[Referring expression pointing data]
# # # # #

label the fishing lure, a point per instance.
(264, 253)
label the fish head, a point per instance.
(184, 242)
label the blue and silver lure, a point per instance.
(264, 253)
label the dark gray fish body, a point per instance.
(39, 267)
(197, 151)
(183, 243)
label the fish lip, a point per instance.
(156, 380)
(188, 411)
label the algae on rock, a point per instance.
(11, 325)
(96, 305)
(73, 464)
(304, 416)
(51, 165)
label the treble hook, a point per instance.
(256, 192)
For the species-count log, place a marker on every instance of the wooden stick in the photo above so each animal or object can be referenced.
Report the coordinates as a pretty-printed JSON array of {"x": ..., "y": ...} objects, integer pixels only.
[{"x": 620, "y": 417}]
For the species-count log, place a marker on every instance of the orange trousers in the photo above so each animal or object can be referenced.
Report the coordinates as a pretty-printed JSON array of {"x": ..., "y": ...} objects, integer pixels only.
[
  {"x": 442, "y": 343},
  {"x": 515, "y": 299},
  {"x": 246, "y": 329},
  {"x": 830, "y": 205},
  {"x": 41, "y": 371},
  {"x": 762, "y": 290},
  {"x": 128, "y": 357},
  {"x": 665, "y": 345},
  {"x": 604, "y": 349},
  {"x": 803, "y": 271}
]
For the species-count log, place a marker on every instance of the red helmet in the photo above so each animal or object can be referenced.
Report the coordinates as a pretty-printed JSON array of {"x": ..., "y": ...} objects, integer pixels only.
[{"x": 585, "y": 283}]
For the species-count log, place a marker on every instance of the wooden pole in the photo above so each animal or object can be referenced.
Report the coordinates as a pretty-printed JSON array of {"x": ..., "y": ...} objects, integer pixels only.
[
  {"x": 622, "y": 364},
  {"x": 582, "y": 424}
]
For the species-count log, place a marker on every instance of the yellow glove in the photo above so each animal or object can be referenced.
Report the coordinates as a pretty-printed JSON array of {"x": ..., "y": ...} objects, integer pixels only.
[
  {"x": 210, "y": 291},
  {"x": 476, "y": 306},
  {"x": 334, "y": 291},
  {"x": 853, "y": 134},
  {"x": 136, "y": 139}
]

# # # # #

■ Work to be completed
Would you please reproduce the entries above word for word?

■ Exercise output
label the fishing lure, a point per instance.
(264, 253)
label the fish head, a point per instance.
(184, 242)
label the blue and silver lure, a point per instance.
(264, 253)
label the dark gray fish body, a point per instance.
(39, 267)
(197, 151)
(183, 243)
label the fish lip, a point per instance.
(156, 380)
(188, 411)
label the algae on rock, a point per instance.
(11, 325)
(96, 305)
(73, 464)
(304, 416)
(51, 165)
label the treble hook, a point per instance.
(256, 192)
For the species-count log, place a marker on every instance of the wooden stick in the photo above so each animal or object can be referenced.
Report the coordinates as a pretty-printed JSON array of {"x": ..., "y": ...} objects, integer pixels only.
[{"x": 620, "y": 417}]
For the species-count log, place a marker on every instance of the orange trousers in the photo above so each animal or object can be referenced.
Report the coordinates as a pretty-printed JSON array of {"x": ..., "y": ...} objects, integer pixels only.
[
  {"x": 442, "y": 343},
  {"x": 515, "y": 299},
  {"x": 246, "y": 329},
  {"x": 830, "y": 205},
  {"x": 41, "y": 371},
  {"x": 762, "y": 290},
  {"x": 128, "y": 357},
  {"x": 665, "y": 345},
  {"x": 604, "y": 349},
  {"x": 803, "y": 271}
]
For the species-count log, place a marker on every instance of the red helmet in the photo above so each animal or object can be referenced.
Report the coordinates as a pretty-printed JSON array of {"x": ..., "y": ...} objects, integer pixels only.
[{"x": 585, "y": 283}]
For the species-count log, place a marker on every instance of the wooden pole in the photo above so each animal or object can be referenced.
Report the coordinates as a pretty-printed JSON array of {"x": ..., "y": ...} objects, integer pixels only.
[
  {"x": 622, "y": 364},
  {"x": 582, "y": 424}
]
For the species-count log, place a marker on every instance of the yellow glove in the photo above so each animal or object can be referenced.
Report the coordinates as a pretty-printed JSON array of {"x": ..., "y": ...} objects, integer pixels only.
[
  {"x": 210, "y": 291},
  {"x": 476, "y": 306},
  {"x": 334, "y": 291},
  {"x": 853, "y": 134},
  {"x": 136, "y": 139}
]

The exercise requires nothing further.